Reading passage.
# # # #
You know those stories with twisted genies? Where you make a wish, and it comes true, but in an exact, literal way that is somehow just as bad? Well, that's what happened to me. THIS IS NOT WHAT I MEANT, UNIVERSE!

The only logical thing to do is to email the mods and explain that I have come down with a rare type of lymph node cancer, and I have decided to spend my few remaining years in Guatemala without internet access.

*SOB* I am so doomed. I will be a horrible disappointment and then ritual suicide will be the only answer.

Feb. 5th, 2009

In which I get kind of poetic for reasons unknown

I have very amusing dreams, which I would love to tell you about, if only I could remember them. They're easy to recall in the first few moments after waking, but they fade in a way that can only be likened to dew, evaporating in the morning sun.

But even more vexing is when I get an idea for a story while lying in bed, or in the hazy mists between sleeping and waking. However, now I only have bits and pieces flitting through my mind. General ideas, snatches of conversation; but I don't know who's saying what or why.

Reading the above two paragraphs, I worry about the fact that I don't even have to work to reach this level of pretension. It just comes naturally.

Nov. 29th, 2008

The list of prompts for December is up at [info]31_days. They look fantastic. Why is it that this has to be the month filled with inspiration? I have finals! And Yuletide! And other stuff! I've actually already written a Count Cain piece for day nine: "generations of poison, centuries of poison." It's over 1000 words, and I wrote it all today. For me, that's absolutely amazing. I'm a pathetically slow writer, and my stories are normally ridiculously short. I even rather like how it turned out. now I'm just wondering why it couldn't have been my damn Yuletide story, which isn't going nearly so well. In fact, it's not going at all. Argh! Why didn't anyone tell me that this was going to be this hard?
# # # #
Data provided.
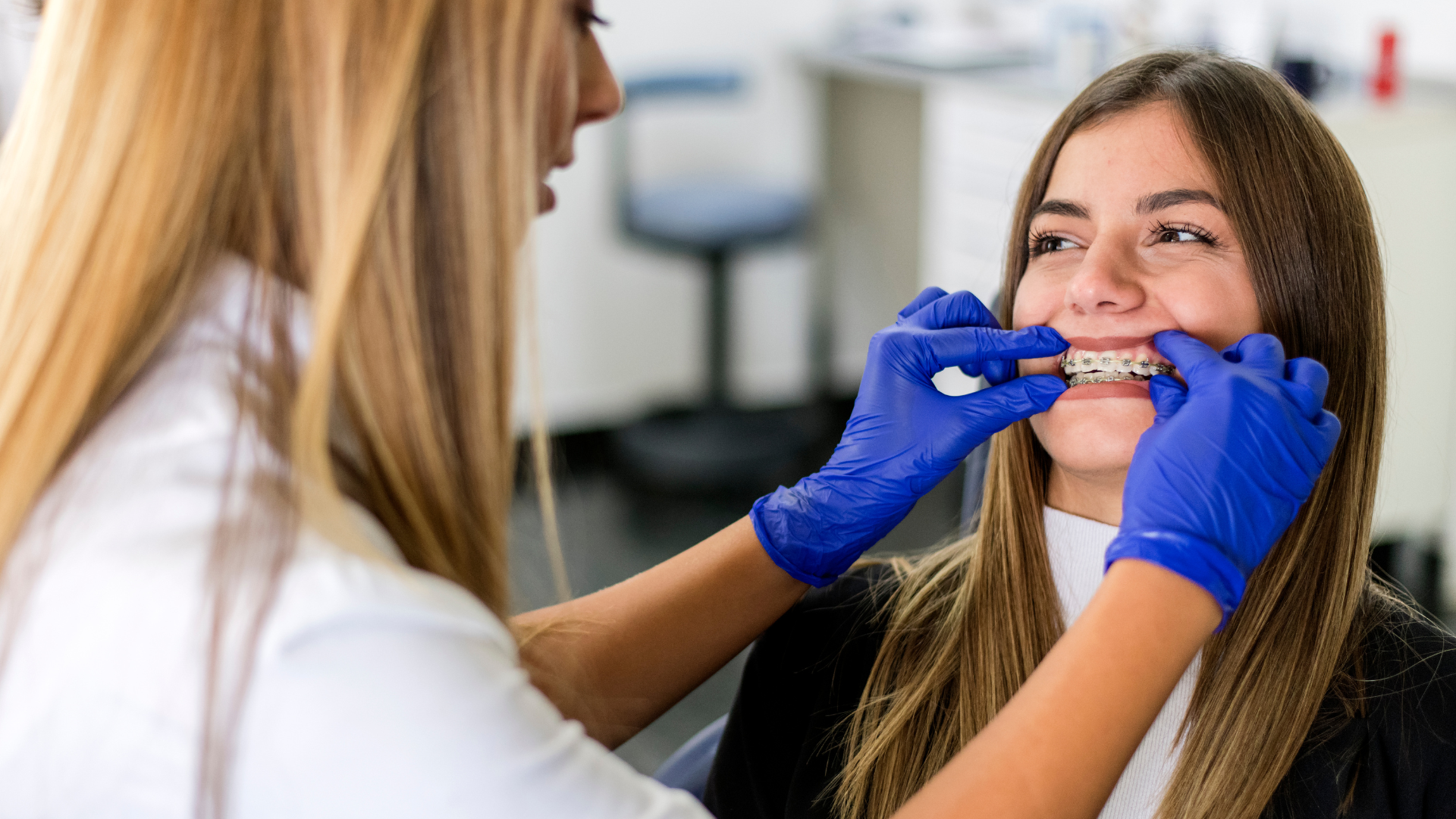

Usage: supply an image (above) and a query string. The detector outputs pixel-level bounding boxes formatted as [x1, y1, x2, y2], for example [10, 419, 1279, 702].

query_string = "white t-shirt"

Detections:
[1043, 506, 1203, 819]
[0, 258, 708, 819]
# # # #
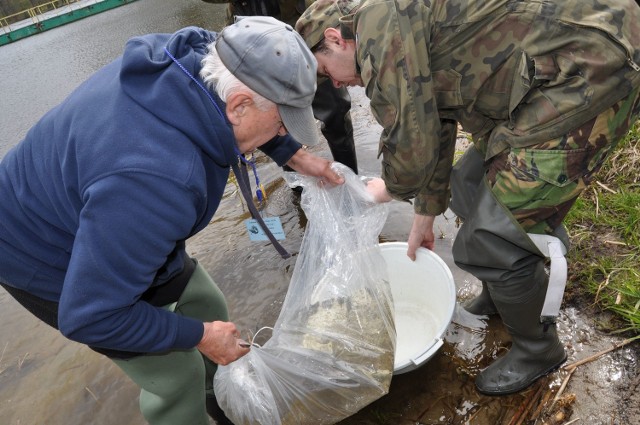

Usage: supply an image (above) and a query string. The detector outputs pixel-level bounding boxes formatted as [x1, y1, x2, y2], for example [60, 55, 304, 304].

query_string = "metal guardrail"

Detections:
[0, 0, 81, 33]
# # # #
Task requirements.
Please output the blog post word for word, starting with "But even more" and going on through "just comes naturally.". The lines are separate from the blog post.

Exercise output.
But even more vexing is when I get an idea for a story while lying in bed, or in the hazy mists between sleeping and waking. However, now I only have bits and pieces flitting through my mind. General ideas, snatches of conversation; but I don't know who's saying what or why.

Reading the above two paragraphs, I worry about the fact that I don't even have to work to reach this level of pretension. It just comes naturally.